#### [EXCERPTED DATA]
..............................

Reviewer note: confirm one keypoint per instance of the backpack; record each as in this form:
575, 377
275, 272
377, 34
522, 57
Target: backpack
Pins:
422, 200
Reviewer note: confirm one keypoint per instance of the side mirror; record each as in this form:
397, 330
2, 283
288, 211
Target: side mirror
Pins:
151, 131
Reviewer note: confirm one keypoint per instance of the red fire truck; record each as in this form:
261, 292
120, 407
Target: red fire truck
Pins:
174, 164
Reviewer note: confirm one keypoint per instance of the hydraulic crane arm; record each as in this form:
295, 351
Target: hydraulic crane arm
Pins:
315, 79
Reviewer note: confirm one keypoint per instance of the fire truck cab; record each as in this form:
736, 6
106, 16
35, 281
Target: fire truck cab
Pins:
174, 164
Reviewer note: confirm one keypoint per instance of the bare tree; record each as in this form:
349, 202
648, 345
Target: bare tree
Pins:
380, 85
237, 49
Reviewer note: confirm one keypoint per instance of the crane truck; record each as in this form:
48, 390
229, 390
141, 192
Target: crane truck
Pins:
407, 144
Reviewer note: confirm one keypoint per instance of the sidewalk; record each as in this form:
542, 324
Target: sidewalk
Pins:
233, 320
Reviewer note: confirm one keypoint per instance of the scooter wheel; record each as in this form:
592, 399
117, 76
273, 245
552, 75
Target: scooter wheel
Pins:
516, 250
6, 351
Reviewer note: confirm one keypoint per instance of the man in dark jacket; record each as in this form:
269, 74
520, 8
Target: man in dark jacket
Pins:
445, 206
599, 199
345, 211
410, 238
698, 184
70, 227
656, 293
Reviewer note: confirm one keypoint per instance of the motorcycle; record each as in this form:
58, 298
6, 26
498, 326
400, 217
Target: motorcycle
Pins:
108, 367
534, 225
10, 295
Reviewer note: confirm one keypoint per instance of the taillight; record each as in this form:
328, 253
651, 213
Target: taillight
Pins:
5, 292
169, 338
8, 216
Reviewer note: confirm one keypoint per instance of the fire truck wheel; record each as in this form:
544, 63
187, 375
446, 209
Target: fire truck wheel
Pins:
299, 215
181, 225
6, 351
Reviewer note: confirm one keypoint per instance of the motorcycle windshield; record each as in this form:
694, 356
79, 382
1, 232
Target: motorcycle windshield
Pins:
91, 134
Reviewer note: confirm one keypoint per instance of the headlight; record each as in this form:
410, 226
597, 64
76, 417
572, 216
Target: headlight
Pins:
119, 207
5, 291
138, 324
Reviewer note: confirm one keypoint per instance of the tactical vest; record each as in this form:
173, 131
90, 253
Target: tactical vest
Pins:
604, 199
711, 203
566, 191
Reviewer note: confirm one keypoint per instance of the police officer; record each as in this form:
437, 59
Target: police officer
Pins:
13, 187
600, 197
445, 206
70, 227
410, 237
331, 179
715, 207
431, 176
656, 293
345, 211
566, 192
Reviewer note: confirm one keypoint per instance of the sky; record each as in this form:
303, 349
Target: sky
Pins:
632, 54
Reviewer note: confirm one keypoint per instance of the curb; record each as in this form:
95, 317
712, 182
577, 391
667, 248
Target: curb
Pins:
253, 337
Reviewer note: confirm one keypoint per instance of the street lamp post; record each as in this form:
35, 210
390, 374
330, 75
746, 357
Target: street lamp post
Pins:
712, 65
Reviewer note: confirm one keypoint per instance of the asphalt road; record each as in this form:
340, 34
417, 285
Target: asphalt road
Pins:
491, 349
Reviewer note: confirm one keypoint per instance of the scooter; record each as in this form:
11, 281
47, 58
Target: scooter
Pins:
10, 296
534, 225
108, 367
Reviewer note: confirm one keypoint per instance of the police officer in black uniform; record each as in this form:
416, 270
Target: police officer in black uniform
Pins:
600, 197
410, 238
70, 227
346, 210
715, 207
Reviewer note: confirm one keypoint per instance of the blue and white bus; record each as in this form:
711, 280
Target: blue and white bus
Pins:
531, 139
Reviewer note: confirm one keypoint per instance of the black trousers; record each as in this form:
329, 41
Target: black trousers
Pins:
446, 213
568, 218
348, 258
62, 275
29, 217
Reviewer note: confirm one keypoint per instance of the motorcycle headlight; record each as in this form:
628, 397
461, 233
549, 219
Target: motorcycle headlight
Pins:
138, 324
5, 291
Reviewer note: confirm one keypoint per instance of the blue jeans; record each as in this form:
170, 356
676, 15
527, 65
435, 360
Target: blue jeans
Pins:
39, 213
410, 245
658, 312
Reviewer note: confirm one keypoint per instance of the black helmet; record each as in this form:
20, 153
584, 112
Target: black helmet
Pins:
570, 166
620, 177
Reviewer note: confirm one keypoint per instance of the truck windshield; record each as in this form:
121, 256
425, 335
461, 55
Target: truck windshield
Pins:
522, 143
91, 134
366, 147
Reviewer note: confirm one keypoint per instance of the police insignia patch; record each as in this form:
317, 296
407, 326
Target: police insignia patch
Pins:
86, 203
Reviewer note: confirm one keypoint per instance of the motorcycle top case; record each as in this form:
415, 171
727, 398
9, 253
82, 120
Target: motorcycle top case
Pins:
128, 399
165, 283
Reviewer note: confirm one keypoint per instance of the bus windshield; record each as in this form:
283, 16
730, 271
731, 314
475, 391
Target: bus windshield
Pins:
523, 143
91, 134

..............................

#### [WHAT YOU ARE ASKED TO DO]
Write out all records exactly, keeping every detail.

#### [RESULT FOR THIS EXERCISE]
Reviewer note: confirm one keypoint per instance of the backpack; record each as in this form:
575, 377
275, 272
377, 34
522, 57
Target: backpack
Pins:
422, 200
Reviewer note: confirm one keypoint per instance of the side mirror; record each as in this form:
397, 330
2, 283
288, 211
Target: side mirror
Pins:
151, 131
Reviewer note: confirm one keypoint per instance of the red fire truck; record each as in this form:
261, 292
120, 407
Target: red fire truck
Pins:
174, 164
Reviewer note: confirm one keypoint per instance of the hydraulic crane arm; record each as in this form:
295, 351
Target: hydraulic crane arm
Pins:
315, 79
Reviewer note: confirm one keypoint per instance of the fire truck cab; record each as in this form:
736, 6
106, 16
35, 281
Target: fire truck cab
Pins:
174, 164
Reviewer note: confirm one keypoint per instance of the bare tree; record each as in this form:
349, 202
648, 345
Target: bare tree
Pins:
380, 85
237, 49
Reviewer note: confirm one keypoint per instance of the crane truck; record each as in this form:
48, 390
229, 390
141, 192
Target: crane truck
Pins:
407, 144
Reviewer note: confirm one keypoint per instance of the sidewalk; record each as in this form:
542, 324
Target: sidewalk
Pins:
233, 320
Reviewer note: confirm one keypoint per instance of the scooter wheel; record each as in this form:
592, 399
117, 76
273, 245
552, 75
Target: scooter wheel
Pins:
516, 250
6, 351
Reviewer note: confirm one keypoint per instance of the man in dark jacket; record each as in this form:
269, 74
520, 8
Target: man in dark jacket
Pins:
445, 206
599, 199
345, 211
410, 238
698, 184
70, 227
656, 293
Reviewer note: confirm one keypoint per instance of the motorcycle; record each as in this form:
58, 298
6, 26
498, 326
400, 217
Target: motorcycle
Pins:
108, 367
534, 225
10, 295
Reviewer note: confirm one keypoint per instance of the taillight; record each as in this form:
328, 253
651, 213
Target: taillight
Pins:
5, 292
169, 338
8, 216
Reviewer note: confirm one keypoint per instance of the fire truck wheel; record each as in this form:
544, 63
187, 375
446, 209
Target: fire truck wheel
Pins:
299, 215
181, 225
6, 351
Reviewer note: confirm one keypoint per instance of the motorcycle windshield; record each as in this form:
694, 356
79, 382
1, 232
Target: motorcycle windshield
Pins:
91, 134
Reviewer note: confirm one keypoint per instance of the headlight; record each as in this form:
410, 226
597, 64
76, 417
572, 216
Target: headlight
Pins:
119, 207
5, 291
138, 324
Reviewer note: confirm one keypoint per instance of the tactical vest; record each as in this form:
173, 131
90, 253
Target: tactical vest
Pins:
604, 199
711, 203
566, 191
Reviewer note: confirm one keypoint per instance of the police officer; record each as in this form:
437, 59
Target: police officer
Pins:
13, 187
600, 197
445, 206
70, 227
410, 237
331, 179
715, 207
431, 176
656, 293
345, 211
566, 192
Reviewer note: confirm one keypoint per instance of the sky; record each as in this form:
303, 349
Target: sky
Pins:
632, 54
Reviewer note: confirm one keypoint per instance of the curb; record each as in this form:
95, 317
712, 182
577, 391
667, 248
Target: curb
Pins:
253, 337
Reviewer note: confirm one keypoint per instance of the street lamp post; record each as in this form:
35, 210
390, 374
330, 75
746, 357
Target: street lamp post
Pins:
712, 65
Reviewer note: confirm one keypoint per instance of the asphalt road; record each as in this form:
340, 34
417, 285
Target: asphalt road
Pins:
491, 349
Reviewer note: confirm one keypoint per instance of the scooter; record each as in this form:
11, 281
47, 58
Target: scooter
Pins:
10, 296
534, 225
108, 367
Reviewer note: confirm one keypoint per instance of the police officer in black uniform; record each as in this form:
416, 270
Target: police officer in black uniform
Pins:
600, 197
410, 238
70, 227
346, 210
715, 207
Reviewer note: confirm one keypoint per instance of the blue and white bus; record each as in this form:
711, 280
Target: blue and white bus
Pins:
531, 139
Reviewer note: confirm one keypoint per instance of the black trousers; record each as in this form:
329, 41
Target: black trousers
Pins:
446, 213
568, 218
348, 258
62, 275
29, 217
Reviewer note: confirm one keypoint per instance of the motorcycle headlight; record each as in this form:
628, 397
461, 233
549, 219
Target: motorcycle headlight
Pins:
138, 324
5, 291
Reviewer note: confirm one keypoint per instance of the blue jeans; record each as in this form:
170, 356
676, 15
527, 65
435, 360
Target: blue jeans
Pins:
39, 213
410, 245
658, 312
Reviewer note: confirm one keypoint per instance of the black helmet; record each as in this form:
20, 153
584, 112
Target: black helmet
Pins:
570, 166
620, 177
Reviewer note: confirm one keypoint per instance of the truck windshield; record each as in this form:
121, 256
425, 335
461, 55
Target: truck windshield
Pins:
522, 143
91, 134
366, 147
Reviewer note: confirm one keypoint per instance of the police insignia patch; record each as in this form:
317, 296
407, 326
Target: police insignia patch
Pins:
86, 203
Reviewer note: confirm one keypoint per instance of the motorcycle top case; record each as in this form:
415, 171
727, 398
9, 253
82, 120
Target: motorcycle top case
Pins:
128, 399
165, 283
Reviewer note: confirm one keypoint per instance of the bus windshield; record each as in this form:
283, 16
730, 271
731, 314
475, 391
Target: bus windshield
Pins:
523, 143
91, 134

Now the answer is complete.